▶ [What this task involves]:
Report back every line of the entries that contains "reed", exactly as written.

---------- The data

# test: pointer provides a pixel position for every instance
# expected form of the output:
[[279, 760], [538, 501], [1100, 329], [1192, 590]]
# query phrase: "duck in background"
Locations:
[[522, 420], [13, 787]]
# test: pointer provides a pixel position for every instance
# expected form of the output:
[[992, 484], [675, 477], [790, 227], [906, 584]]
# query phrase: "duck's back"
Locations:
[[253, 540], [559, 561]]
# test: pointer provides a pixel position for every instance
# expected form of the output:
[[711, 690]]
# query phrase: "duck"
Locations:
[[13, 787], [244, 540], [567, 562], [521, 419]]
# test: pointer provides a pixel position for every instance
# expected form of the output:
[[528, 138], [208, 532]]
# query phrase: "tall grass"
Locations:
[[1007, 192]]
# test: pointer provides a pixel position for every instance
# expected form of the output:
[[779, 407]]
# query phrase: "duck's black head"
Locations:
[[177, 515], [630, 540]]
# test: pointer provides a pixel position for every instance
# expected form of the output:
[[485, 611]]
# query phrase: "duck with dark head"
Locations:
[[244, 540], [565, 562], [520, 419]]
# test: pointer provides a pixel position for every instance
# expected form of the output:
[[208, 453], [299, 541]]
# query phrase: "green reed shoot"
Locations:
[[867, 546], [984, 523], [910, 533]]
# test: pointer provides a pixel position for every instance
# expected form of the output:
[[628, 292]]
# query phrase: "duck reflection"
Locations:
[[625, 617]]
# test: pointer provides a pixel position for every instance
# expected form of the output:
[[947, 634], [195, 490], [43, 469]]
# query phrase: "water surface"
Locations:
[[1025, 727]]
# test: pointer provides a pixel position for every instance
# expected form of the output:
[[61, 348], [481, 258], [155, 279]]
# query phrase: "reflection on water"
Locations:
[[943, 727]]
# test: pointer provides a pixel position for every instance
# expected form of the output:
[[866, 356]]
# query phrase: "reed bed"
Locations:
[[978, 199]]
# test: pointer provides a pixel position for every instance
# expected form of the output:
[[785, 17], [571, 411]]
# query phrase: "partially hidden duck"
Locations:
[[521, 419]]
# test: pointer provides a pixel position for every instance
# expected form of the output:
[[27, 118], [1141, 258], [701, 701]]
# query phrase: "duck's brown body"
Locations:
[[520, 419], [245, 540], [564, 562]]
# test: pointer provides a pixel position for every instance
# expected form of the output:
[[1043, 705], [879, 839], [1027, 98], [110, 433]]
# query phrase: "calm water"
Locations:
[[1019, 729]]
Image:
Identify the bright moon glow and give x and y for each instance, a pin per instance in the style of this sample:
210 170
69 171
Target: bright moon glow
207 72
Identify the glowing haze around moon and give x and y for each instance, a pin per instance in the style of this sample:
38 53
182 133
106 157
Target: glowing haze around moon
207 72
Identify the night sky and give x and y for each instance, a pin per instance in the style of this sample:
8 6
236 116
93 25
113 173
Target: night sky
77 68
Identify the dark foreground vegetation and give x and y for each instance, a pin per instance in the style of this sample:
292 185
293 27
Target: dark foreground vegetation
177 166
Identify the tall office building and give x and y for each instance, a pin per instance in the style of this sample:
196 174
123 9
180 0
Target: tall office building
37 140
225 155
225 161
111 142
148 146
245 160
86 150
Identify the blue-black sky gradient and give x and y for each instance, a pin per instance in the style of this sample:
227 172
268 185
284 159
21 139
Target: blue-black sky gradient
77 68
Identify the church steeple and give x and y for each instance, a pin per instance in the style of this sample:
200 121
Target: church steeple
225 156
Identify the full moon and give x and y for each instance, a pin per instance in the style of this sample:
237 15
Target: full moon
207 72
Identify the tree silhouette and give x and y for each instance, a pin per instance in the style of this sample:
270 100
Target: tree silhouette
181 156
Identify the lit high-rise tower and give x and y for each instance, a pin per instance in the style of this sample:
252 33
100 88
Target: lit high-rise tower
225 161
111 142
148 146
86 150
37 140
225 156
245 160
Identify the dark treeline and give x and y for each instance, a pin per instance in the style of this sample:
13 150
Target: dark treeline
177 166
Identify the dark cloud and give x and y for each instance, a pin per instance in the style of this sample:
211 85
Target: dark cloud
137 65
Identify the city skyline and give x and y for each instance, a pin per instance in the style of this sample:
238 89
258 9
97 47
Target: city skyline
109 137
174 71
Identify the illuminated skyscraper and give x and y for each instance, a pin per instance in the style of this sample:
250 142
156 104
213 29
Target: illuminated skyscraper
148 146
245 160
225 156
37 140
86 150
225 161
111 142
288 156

--------------------

▶ [Your solution]:
# query phrase: "green reed shoot"
# query phrase: "reed bed"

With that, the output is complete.